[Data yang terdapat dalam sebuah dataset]
►

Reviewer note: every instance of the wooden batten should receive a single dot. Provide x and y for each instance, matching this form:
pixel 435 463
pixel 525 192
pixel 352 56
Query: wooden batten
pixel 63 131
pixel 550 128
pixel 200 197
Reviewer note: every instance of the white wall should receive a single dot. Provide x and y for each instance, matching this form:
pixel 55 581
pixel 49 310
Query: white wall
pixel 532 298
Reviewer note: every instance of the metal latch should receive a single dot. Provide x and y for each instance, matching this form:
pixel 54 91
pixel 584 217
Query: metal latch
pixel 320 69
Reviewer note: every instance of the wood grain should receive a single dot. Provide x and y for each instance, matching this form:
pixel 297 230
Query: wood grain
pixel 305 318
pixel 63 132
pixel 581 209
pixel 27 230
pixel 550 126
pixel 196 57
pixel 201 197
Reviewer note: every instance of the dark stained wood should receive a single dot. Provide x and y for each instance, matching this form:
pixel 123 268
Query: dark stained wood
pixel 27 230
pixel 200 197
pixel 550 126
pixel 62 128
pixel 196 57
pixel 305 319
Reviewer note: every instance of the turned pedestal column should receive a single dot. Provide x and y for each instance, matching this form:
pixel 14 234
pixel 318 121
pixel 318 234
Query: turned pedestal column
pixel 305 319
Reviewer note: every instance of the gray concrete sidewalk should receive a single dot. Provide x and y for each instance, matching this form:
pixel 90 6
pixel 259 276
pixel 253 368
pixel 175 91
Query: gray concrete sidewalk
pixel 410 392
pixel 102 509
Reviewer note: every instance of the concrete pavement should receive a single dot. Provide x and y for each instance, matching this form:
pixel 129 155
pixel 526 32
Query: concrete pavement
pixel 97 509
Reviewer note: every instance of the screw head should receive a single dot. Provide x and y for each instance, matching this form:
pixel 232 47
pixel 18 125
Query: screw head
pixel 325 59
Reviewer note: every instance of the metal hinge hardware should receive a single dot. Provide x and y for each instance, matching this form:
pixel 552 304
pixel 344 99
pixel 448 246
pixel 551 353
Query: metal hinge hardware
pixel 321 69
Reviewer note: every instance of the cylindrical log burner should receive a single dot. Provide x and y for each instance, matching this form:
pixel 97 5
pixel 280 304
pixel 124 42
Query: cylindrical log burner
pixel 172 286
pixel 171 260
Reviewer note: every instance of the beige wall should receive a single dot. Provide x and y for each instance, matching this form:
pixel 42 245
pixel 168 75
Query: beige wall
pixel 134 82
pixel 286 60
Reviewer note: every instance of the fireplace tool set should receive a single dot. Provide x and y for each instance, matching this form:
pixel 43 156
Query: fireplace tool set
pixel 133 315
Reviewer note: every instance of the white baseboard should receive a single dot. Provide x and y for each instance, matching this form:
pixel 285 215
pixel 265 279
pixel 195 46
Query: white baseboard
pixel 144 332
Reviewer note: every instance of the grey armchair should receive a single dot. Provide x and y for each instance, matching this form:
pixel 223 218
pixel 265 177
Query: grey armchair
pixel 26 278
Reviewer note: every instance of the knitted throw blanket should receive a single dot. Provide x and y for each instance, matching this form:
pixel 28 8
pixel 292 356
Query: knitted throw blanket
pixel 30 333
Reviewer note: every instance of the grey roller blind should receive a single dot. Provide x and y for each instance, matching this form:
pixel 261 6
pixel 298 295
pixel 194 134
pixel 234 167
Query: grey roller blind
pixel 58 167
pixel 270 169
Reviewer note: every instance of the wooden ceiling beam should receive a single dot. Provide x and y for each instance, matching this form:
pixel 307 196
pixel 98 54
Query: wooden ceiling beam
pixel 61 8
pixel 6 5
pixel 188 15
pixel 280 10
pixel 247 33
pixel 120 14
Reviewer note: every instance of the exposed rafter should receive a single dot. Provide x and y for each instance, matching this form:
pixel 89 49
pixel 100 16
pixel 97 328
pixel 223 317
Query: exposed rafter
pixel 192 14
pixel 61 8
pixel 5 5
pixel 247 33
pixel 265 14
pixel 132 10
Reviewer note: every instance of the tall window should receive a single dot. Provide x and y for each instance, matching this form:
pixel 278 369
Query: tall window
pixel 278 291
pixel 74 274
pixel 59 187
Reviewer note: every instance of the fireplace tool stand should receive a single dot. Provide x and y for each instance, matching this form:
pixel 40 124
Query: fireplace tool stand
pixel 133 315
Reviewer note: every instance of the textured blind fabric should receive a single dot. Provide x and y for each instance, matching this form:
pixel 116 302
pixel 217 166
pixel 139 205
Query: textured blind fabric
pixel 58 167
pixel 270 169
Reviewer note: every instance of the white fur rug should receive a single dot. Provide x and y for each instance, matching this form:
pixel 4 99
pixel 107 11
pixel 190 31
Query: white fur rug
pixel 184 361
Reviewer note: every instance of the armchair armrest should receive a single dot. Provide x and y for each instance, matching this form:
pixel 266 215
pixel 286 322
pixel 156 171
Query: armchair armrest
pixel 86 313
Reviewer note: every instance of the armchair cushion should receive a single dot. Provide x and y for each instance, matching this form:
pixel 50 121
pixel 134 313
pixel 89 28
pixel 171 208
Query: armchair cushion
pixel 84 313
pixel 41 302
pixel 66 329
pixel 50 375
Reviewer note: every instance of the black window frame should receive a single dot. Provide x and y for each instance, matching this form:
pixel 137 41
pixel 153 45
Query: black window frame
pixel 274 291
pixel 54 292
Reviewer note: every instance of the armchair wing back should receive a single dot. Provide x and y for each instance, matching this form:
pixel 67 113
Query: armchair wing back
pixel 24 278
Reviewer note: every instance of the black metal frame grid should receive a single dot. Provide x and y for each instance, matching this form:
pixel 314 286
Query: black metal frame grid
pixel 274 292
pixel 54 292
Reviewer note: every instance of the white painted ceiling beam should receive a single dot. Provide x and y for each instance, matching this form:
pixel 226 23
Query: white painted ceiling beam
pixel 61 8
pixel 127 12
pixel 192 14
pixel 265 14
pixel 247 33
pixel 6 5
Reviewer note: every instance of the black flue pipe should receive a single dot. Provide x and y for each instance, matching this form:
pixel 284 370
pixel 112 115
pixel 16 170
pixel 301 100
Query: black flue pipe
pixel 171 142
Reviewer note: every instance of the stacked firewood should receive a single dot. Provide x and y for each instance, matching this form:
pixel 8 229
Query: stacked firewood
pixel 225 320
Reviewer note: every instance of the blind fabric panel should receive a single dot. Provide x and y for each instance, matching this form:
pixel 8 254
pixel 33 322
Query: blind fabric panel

◄

▶ LATIHAN:
Tulis ulang semua baris data di atas tanpa mengubah satu karakter pun.

▶ JAWABAN:
Reviewer note: every instance of the wooden batten should receive a single dot. Provide x and y for each instance, matching this form:
pixel 435 463
pixel 525 192
pixel 352 56
Query: wooden batten
pixel 63 131
pixel 550 128
pixel 200 197
Reviewer note: every instance of the white wall should receive a single dot. Provide x and y for each instance, matching this form:
pixel 55 581
pixel 49 310
Query: white wall
pixel 532 298
Reviewer note: every instance of the metal latch should receive a single dot. Provide x and y for each instance, matching this form:
pixel 54 91
pixel 584 217
Query: metal latch
pixel 320 69
Reviewer note: every instance of the wood grain should receive a single dot. Provide x and y for each instance, matching this form:
pixel 297 230
Query: wood grain
pixel 305 318
pixel 63 132
pixel 581 209
pixel 27 230
pixel 550 126
pixel 196 57
pixel 201 197
Reviewer note: every instance of the dark stained wood should receive a single dot. Provide x and y for each instance, matching this form:
pixel 123 268
Query: dark stained wood
pixel 27 230
pixel 200 197
pixel 550 126
pixel 62 128
pixel 196 57
pixel 305 319
Reviewer note: every instance of the turned pedestal column should receive a single dot. Provide x and y for each instance, matching this form:
pixel 14 234
pixel 318 121
pixel 318 234
Query: turned pedestal column
pixel 305 319
Reviewer note: every instance of the gray concrete sidewalk should receive a single dot. Provide x and y for each instance, matching this form:
pixel 90 6
pixel 259 276
pixel 253 368
pixel 175 91
Query: gray concrete sidewalk
pixel 410 392
pixel 102 509
Reviewer note: every instance of the concrete pavement should receive a single dot. Provide x and y for each instance, matching this form:
pixel 129 155
pixel 526 32
Query: concrete pavement
pixel 97 509
Reviewer note: every instance of the screw head should receive a single dot. Provide x and y for each instance, matching this form:
pixel 232 47
pixel 18 125
Query: screw head
pixel 325 59
Reviewer note: every instance of the metal hinge hardware should receive a single dot. Provide x and y for each instance, matching this form:
pixel 552 304
pixel 344 99
pixel 448 246
pixel 551 353
Query: metal hinge hardware
pixel 321 69
Reviewer note: every instance of the cylindrical log burner should receive a single dot. Provide x and y for each instance, matching this form:
pixel 97 5
pixel 280 304
pixel 124 42
Query: cylindrical log burner
pixel 172 286
pixel 171 260
Reviewer note: every instance of the beige wall should receive a single dot. Provide x and y for each instance, matching this form:
pixel 42 245
pixel 168 75
Query: beige wall
pixel 134 82
pixel 286 60
Reviewer note: every instance of the fireplace tool set should receive a single dot. Provide x and y for each instance, matching this form:
pixel 43 156
Query: fireplace tool set
pixel 133 315
Reviewer note: every instance of the white baseboard should receive a single dot. Provide x and y for each instance, matching this form:
pixel 285 215
pixel 265 279
pixel 195 46
Query: white baseboard
pixel 144 332
Reviewer note: every instance of the grey armchair should receive a single dot. Provide x and y for each instance, matching this form:
pixel 223 218
pixel 265 177
Query: grey armchair
pixel 26 278
Reviewer note: every instance of the knitted throw blanket should receive a single dot. Provide x and y for each instance, matching this form:
pixel 28 8
pixel 292 356
Query: knitted throw blanket
pixel 30 333
Reviewer note: every instance of the grey roller blind should receive a single dot. Provide x and y for each instance, matching this form:
pixel 261 6
pixel 298 295
pixel 194 134
pixel 234 167
Query: grey roller blind
pixel 58 167
pixel 270 169
Reviewer note: every instance of the wooden ceiling beam should receive a single dot. Provide x and y for each instance, matching this form:
pixel 307 196
pixel 98 54
Query: wooden ceiling beam
pixel 61 8
pixel 6 5
pixel 188 15
pixel 280 10
pixel 247 33
pixel 120 14
Reviewer note: every instance of the exposed rafter should receive a single dot. Provide x and y for each instance, matching this form:
pixel 89 49
pixel 100 16
pixel 97 328
pixel 223 317
Query: exposed rafter
pixel 192 14
pixel 61 8
pixel 5 5
pixel 247 33
pixel 265 14
pixel 132 10
Reviewer note: every instance of the tall window should receive a single dot. Provide x and y for each instance, matching this form:
pixel 278 369
Query: tall window
pixel 278 291
pixel 74 274
pixel 59 187
Reviewer note: every instance of the fireplace tool stand should receive a single dot. Provide x and y for each instance, matching this form:
pixel 40 124
Query: fireplace tool stand
pixel 133 315
Reviewer note: every instance of the textured blind fabric should receive a single dot. Provide x and y for each instance, matching this form:
pixel 116 302
pixel 217 166
pixel 139 205
Query: textured blind fabric
pixel 58 167
pixel 270 169
Reviewer note: every instance of the white fur rug should receive a single dot. Provide x and y for each instance, matching this form:
pixel 4 99
pixel 107 11
pixel 190 31
Query: white fur rug
pixel 184 361
Reviewer note: every instance of the armchair armrest should receive a single dot. Provide x and y for each instance, matching this form:
pixel 266 215
pixel 286 322
pixel 156 171
Query: armchair armrest
pixel 86 313
Reviewer note: every instance of the armchair cushion should receive a single dot. Provide x and y for each instance, matching this form:
pixel 50 121
pixel 134 313
pixel 89 28
pixel 171 208
Query: armchair cushion
pixel 84 313
pixel 41 302
pixel 66 329
pixel 50 375
Reviewer note: every instance of the black window frame should receive a single dot. Provide x and y for each instance, matching this form:
pixel 137 41
pixel 153 45
Query: black window frame
pixel 274 291
pixel 54 292
Reviewer note: every instance of the armchair wing back should receive a single dot. Provide x and y for each instance, matching this form:
pixel 67 113
Query: armchair wing back
pixel 24 278
Reviewer note: every instance of the black metal frame grid should receive a single dot. Provide x and y for each instance, matching this form:
pixel 314 286
Query: black metal frame grid
pixel 274 292
pixel 54 292
Reviewer note: every instance of the white painted ceiling beam should receive a single dot. Provide x and y for each instance, matching this form:
pixel 226 23
Query: white painted ceiling beam
pixel 61 8
pixel 127 12
pixel 192 14
pixel 265 14
pixel 247 33
pixel 6 5
Reviewer note: every instance of the black flue pipe should receive a single dot. Provide x and y for each instance, matching this form:
pixel 284 370
pixel 112 115
pixel 16 170
pixel 301 100
Query: black flue pipe
pixel 171 142
Reviewer note: every instance of the stacked firewood should receive a single dot. Provide x and y for each instance, matching this form:
pixel 8 229
Query: stacked firewood
pixel 225 320
Reviewer note: every instance of the blind fabric panel should receive a single dot. Provide x and y for each instance, matching this form:
pixel 8 254
pixel 33 322
Query: blind fabric panel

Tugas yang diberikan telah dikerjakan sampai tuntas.